Can you resume the news article about David Owen stepping down as Master of Winthrop House, starting right after its final sentence?

• Excerpted passage:
— BEGIN —
David Owen to Retire as Master, Plans to Teach After Sabbatical

David E. Owen will retire as Master of Winthrop House at the end of the academic year, it was announced yesterday. He will spend next year on sabbatical in England, but will return to the University to teach in the fall of 1965.

Owen's seven years as Winthrop's Master have capped more than two decades of administrative work at Harvard. His informal style and wry humor have changed the character of the House and given him a reputation as one of the most popular Masters in the House system's history.

Owen got into the House business unexpectedly. In 1957, he had just returned from a year in England when he got a call from Dean Bundy asking him to take over as master of Winthrop.

"It sounded like good fun," Owen reflected yesterday, "especially since I hadn't seen much of undergraduates here. But I hesitated for awhile. I had just finished the research for a book, and I wanted to write it."

Took the Job


Owen took the job, however, and relegated work on the book to summer vacations. (The final draft of English Philanthropy, 1660-1960 went to the printers last Thursday, four years behind schedule.) The rest of the academic year Owen devoted to Winthrop House.

His prodigious memory for names and details and his interest in undergraduates have become legendary.

Every year he astounds the entering class when he greets each man by name at the first House function.

His famous defense of Charles Dickens' Scrooge, first prepared "in a moment of desperation" for a Signet Society dinner, has become a highlight of the Winthrop Christmas show.

The Master's hand has showed in other ways. In the past few years, Winthrop has had fewer disciplinary and academic cases than any other house in the college. "Winthrop has become a by word with the administrative board for a lack of problems," Dean Ford said yesterday.
— END —
• Provided records:
— BEGIN —
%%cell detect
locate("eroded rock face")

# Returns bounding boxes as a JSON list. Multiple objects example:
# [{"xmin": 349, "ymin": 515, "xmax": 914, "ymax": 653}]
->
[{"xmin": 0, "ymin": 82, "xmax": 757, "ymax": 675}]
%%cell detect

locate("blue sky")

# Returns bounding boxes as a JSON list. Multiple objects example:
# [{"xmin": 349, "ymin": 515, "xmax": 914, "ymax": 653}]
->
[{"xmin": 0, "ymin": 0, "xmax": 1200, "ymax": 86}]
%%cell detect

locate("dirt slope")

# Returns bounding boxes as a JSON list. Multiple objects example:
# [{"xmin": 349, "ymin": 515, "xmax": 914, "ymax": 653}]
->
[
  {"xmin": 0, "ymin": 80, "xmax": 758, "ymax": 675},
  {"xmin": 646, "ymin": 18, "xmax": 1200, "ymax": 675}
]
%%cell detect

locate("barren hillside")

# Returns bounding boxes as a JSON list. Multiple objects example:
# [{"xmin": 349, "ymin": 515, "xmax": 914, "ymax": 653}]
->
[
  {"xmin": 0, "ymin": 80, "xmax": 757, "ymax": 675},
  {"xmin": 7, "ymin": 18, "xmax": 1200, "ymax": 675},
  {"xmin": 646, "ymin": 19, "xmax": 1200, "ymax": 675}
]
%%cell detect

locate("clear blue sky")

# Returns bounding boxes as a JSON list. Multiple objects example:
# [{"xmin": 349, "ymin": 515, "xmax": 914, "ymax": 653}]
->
— END —
• Response to the exercise:
Owen's greatest complaint about the House system is the method of putting together each year's entering class. He has long criticized "the amount of time and effort put into selecting freshmen at the busiest season of the year," and recommended the adoption of "something like Yale's IBM system, though perhaps not quite as impersonal."

Owen came to Harvard as a visiting lecturer in 1937, after 15 years at Yale. He taught British history, gave the famous Crystal Palace speech--now one of Harvard's historic lectures--for the first time, and was hired as an associate professor the following year.

"I hadn't studied much English history and had practically never taught it," Owen recalls, "but the Department here was exceedingly trusting." His Ph.D. thesis in Far Eastern History was later published under the title, British Opium Policy in China and India.

Owen was chairman of the History Department from 1946 to 1955, except for a two year stint as chairman of the committee on General Education. Often called one of the "quiet administrators," he led the Department during the difficult post-war days, when an influx of veterans swelled the enrollment of the College.

Owen and his wife leave for England in August. They will "take a flat in London," while he does the research for a book on the city in its Victorian heyday.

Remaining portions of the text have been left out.